(Stored data entries)
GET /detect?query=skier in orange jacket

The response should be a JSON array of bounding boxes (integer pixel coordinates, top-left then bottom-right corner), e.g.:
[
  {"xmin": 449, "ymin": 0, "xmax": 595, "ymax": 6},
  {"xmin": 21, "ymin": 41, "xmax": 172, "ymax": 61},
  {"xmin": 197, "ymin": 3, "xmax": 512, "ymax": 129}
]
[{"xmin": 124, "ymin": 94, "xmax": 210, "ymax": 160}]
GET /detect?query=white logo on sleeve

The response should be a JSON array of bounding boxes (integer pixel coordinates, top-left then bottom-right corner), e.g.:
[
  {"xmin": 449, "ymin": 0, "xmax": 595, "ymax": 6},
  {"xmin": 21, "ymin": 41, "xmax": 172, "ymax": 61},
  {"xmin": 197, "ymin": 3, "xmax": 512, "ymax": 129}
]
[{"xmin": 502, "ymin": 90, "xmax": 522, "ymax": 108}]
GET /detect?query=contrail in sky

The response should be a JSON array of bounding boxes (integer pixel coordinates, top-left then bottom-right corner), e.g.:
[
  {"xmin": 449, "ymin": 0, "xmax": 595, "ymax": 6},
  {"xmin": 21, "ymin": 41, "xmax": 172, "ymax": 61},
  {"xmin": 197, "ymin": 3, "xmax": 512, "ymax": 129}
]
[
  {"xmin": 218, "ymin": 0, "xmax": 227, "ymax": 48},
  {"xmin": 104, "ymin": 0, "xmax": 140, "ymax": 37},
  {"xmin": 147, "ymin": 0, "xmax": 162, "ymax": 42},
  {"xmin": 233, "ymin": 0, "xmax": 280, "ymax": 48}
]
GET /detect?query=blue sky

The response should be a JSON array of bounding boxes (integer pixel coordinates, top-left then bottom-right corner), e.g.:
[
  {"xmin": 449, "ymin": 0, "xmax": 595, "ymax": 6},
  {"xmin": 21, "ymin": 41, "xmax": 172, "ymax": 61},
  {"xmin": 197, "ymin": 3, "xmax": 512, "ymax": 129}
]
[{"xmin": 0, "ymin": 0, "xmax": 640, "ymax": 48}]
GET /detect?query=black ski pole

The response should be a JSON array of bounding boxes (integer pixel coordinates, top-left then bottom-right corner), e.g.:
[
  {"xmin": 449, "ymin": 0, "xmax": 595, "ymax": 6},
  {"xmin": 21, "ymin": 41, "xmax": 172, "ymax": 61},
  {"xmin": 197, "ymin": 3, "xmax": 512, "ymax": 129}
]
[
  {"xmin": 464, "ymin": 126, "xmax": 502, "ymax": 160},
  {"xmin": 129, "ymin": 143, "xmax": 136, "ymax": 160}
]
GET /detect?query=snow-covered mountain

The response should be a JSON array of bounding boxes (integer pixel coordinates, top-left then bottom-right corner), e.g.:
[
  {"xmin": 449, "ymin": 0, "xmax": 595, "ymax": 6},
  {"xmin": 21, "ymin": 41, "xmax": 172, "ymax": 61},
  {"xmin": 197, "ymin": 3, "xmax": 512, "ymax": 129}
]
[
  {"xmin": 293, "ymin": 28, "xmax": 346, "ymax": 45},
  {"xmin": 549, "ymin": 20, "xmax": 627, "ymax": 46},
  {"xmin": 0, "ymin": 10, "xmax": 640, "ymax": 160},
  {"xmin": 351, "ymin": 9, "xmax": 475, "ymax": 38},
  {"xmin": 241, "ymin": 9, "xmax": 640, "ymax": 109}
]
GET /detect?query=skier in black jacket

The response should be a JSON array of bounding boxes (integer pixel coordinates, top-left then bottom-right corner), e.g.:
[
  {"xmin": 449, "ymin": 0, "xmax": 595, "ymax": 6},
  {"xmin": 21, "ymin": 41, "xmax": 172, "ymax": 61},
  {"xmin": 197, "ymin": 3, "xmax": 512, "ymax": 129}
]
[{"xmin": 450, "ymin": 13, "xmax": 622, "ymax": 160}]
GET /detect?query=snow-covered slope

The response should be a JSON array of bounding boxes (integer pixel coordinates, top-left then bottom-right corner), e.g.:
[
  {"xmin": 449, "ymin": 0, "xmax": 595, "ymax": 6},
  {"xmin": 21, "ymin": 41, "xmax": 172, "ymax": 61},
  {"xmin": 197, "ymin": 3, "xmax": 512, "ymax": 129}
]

Exercise
Show every line above that contains the string "skier", treating uppercase and lowercase as different.

The reply
GET /detect?query=skier in orange jacket
GET /detect?query=skier in black jacket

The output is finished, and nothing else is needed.